-- WORK REQUEST 1 --
Could you quote, word for word, the stretch of the passage on the New Atheists from "A truly profound" through "appallingly ignorant diatribe."?
-- WORK REQUEST 2 --
Can you extend the passage on the New Atheists, picking up after its last sentence?

-- PASSAGE FOR REVIEW --
::::::::::

A truly profound atheist is someone who has taken the trouble to understand, in its most sophisticated forms, the belief he or she rejects, and to understand the consequences of that rejection. Among the New Atheists, there is no one of whom this can be said, and the movement as a whole has yet to produce a single book or essay that is anything more than an insipidly doctrinaire and appallingly ignorant diatribe.
This is spot on. For the old school Atheists of days gone by, attacking Christianity was a labor of love. They lingered over passages from scripture, quoted Papal Bulls and other church documents from memory, and knew the breadth and depth of western history. For them it was not simply the case that “even the Devil can quote scripture“, but that the Devil must know his Bible backwards and forwards, as well as his theology, his Apologetics, and, of course, his Church historians.
By far the most damning thing that Hart has in store is his extended comparison of the “sheer banality” of the New Atheists with the “force” and “intellectual courage” of Friedrich Nietzsche:
The only really effective antidote to the dreariness of reading the New Atheists, it seems to me, is rereading Nietzsche. How much more immediate and troubling the force of his protest against Christianity seems when compared to theirs, even more than a century after his death. Perhaps his intellectual courage—his willingness to confront the implications of his renunciation of the Christian story of truth and the transcendent good without evasions or retreats—is rather a lot to ask of any other thinker, but it does rather make the atheist chic
of today look fairly craven by comparison.

::::::::::

-- STUDY MATERIAL --
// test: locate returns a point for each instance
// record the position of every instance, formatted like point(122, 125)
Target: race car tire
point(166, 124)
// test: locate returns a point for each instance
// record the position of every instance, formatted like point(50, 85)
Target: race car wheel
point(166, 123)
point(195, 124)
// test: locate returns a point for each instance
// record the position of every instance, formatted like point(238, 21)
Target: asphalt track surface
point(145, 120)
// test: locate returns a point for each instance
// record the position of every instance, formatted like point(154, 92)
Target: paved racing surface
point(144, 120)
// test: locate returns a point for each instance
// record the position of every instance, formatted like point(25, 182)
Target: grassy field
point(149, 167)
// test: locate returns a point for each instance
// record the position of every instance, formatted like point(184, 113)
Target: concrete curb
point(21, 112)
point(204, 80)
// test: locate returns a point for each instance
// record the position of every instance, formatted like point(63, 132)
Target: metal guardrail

::::::::::

-- TASK RESPONSE 1 --
A truly profound atheist is someone who has taken the trouble to understand, in its most sophisticated forms, the belief he or she rejects, and to understand the consequences of that rejection. Among the New Atheists, there is no one of whom this can be said, and the movement as a whole has yet to produce a single book or essay that is anything more than an insipidly doctrinaire and appallingly ignorant diatribe.

-- TASK RESPONSE 2 --
Above all, Nietzsche understood how immense the consequences of the rise of Christianity had been, and how immense the consequences of its decline would be as well, and had the intelligence to know he could not fall back on polite moral certitudes to which he no longer had any right. Just as the Christian revolution created a new sensibility by inverting many of the highest values of the pagan past, so the decline of Christianity, Nietzsche knew, portends another, perhaps equally catastrophic shift in moral and cultural consciousness. His famous fable in The Gay Science of the madman who announces God’s death is anything but a hymn of atheist triumphalism. In fact, the madman despairs of the mere atheists—those who merely do not believe—to whom he addresses his terrible proclamation. In their moral contentment, their ease of conscience, he sees an essential oafishness; they do not dread the death of God because they do not grasp that humanity’s heroic and insane act of repudiation has sponged away the horizon, torn down the heavens, left us with only the uncertain resources of our will with which to combat the infinity of meaninglessness that the universe now threatens to become.
Of course Hart cannot help but try to enlist Nietzsche as a witness to the “immensity” of the “consequences of the rise of Christianity.” One gets the impression that Hart does not have the Dark Ages, the Inquisition and Colonialism in mind. But those are subjects I have covered elsewhere.